**The problem**
A complete, exact copy of the data is the required answer.

**Supplied data**

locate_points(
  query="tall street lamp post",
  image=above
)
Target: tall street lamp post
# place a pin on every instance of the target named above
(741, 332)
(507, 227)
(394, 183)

**The answer**
locate_points(
  query="tall street lamp post",
  image=above
)
Target: tall street lamp post
# place a pin on every instance of the target named above
(741, 332)
(507, 227)
(394, 183)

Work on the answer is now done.